**SHORT PROBLEM**
Revise the part that opens with the line containing "pocket flap in" and closes with the line containing "[0,310,136,417]" so that "evidence" becomes "proof" and nothing else changes. Give back only those lines.

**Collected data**
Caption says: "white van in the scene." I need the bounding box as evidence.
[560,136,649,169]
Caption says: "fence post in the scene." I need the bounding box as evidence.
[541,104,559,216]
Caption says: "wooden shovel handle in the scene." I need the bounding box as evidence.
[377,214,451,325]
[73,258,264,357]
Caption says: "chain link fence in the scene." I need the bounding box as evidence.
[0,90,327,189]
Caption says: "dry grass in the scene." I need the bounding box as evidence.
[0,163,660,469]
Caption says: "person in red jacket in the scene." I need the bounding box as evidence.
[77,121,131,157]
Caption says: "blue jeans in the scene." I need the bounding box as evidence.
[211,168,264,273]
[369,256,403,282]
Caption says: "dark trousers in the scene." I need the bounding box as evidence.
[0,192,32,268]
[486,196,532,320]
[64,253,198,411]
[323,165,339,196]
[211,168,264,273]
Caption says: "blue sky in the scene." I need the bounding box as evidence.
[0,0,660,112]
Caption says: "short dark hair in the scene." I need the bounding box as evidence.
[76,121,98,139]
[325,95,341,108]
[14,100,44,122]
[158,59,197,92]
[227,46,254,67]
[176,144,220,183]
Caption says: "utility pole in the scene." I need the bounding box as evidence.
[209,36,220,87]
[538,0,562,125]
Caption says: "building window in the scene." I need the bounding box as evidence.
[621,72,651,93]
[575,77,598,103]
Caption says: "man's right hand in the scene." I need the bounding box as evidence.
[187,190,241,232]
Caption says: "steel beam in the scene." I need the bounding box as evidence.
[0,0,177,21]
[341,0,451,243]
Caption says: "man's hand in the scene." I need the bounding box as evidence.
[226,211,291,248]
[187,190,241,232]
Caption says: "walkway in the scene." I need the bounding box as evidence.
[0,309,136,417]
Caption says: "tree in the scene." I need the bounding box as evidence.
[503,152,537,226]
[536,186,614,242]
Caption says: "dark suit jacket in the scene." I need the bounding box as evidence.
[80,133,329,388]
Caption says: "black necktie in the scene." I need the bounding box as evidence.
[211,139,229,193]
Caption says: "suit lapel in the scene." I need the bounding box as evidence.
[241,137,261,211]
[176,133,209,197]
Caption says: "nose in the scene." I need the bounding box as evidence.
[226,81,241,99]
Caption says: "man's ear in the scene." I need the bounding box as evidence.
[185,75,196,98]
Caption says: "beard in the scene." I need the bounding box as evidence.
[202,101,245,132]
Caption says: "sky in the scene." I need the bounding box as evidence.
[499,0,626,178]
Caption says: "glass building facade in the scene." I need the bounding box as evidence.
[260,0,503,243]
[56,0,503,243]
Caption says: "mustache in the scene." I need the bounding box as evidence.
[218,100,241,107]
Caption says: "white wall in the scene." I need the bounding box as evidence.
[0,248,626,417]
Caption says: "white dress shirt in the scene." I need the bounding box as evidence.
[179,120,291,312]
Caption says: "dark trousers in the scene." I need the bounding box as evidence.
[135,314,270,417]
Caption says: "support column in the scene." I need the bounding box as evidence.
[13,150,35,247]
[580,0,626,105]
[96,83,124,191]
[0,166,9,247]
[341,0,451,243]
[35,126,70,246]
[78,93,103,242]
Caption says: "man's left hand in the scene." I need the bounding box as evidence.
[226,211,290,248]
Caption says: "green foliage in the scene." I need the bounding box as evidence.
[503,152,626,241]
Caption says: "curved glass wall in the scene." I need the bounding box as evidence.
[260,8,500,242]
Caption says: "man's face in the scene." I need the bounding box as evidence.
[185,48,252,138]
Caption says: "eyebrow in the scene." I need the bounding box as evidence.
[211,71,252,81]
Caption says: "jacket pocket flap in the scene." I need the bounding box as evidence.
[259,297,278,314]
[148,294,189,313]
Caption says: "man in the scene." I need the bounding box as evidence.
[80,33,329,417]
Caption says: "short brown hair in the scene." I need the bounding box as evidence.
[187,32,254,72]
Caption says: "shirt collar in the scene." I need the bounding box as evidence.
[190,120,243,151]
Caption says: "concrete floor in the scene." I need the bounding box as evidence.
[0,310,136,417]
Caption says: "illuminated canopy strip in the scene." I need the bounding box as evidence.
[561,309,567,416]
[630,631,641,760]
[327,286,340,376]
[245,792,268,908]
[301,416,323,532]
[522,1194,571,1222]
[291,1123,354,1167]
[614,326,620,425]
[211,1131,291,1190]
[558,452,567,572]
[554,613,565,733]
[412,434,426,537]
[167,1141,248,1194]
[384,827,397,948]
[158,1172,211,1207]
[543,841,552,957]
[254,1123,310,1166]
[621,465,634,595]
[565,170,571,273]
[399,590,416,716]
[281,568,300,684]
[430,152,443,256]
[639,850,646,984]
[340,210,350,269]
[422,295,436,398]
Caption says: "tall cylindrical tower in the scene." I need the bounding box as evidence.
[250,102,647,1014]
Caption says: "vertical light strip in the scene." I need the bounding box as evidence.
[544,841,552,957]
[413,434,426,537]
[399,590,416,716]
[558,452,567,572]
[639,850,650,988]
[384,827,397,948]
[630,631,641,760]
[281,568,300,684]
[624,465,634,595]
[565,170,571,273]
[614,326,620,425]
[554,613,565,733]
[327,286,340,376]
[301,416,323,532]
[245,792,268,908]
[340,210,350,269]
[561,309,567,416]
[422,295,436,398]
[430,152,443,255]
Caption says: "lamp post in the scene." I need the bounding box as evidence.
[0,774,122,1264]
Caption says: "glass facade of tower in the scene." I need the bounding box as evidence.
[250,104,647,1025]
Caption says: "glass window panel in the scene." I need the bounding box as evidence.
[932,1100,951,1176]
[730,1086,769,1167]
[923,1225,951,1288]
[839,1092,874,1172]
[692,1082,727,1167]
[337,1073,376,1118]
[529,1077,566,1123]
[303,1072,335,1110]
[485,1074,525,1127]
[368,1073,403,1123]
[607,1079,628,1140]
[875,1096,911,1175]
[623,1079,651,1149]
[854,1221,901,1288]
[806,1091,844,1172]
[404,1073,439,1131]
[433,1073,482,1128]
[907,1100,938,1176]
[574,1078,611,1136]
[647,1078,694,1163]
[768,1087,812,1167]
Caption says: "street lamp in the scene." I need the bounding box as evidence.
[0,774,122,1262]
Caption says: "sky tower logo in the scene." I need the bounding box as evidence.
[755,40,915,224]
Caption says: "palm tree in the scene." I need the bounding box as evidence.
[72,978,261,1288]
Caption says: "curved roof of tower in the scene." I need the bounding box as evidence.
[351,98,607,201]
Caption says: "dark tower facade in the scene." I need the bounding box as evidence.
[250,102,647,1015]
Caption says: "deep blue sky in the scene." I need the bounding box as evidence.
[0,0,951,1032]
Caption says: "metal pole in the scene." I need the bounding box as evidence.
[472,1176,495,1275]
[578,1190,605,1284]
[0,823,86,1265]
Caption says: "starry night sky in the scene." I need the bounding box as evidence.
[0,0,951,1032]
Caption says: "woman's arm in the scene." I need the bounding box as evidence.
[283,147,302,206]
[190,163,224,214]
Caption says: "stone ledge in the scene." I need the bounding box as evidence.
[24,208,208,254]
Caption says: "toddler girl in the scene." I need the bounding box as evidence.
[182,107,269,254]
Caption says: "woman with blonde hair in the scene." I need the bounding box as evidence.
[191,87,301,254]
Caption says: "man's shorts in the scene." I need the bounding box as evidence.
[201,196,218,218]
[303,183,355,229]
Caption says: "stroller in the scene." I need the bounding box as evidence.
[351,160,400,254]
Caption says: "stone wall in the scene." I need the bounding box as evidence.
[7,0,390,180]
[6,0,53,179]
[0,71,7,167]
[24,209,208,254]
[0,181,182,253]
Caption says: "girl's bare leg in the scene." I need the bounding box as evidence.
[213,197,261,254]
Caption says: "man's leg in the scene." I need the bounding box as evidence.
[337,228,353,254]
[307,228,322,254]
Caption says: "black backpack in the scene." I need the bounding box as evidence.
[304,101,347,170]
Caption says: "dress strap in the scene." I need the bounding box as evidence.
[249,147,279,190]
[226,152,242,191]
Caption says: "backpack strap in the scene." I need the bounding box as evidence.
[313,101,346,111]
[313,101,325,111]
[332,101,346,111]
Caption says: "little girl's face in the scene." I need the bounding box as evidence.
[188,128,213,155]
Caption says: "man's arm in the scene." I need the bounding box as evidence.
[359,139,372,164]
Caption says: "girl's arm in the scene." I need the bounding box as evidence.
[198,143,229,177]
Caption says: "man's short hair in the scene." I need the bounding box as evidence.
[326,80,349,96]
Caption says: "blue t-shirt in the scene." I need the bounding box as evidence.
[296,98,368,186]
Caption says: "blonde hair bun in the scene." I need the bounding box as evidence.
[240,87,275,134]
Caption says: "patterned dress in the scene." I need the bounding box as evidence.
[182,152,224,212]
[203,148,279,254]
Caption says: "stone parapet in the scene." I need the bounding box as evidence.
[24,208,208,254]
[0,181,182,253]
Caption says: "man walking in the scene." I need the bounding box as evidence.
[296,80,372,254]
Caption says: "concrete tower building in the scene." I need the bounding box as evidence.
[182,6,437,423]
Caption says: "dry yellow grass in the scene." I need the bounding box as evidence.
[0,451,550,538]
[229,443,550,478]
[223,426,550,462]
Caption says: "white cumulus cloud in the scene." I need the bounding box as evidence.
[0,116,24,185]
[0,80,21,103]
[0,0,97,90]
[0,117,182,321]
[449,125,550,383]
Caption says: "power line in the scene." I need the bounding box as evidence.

**PROBLEM SOLUTION**
Caption says: "jacket pocket flap in the scene." I need the bounding box as proof.
[259,297,278,314]
[148,294,189,313]
Caption says: "man in the scene." I need the bounding box as proof.
[80,33,329,417]
Caption says: "short brown hair in the scene." I need the bounding box as proof.
[187,32,254,72]
Caption says: "shirt collar in the scene." I need the bounding box as proof.
[190,120,243,151]
Caption says: "concrete floor in the scene." I need the bounding box as proof.
[0,310,136,417]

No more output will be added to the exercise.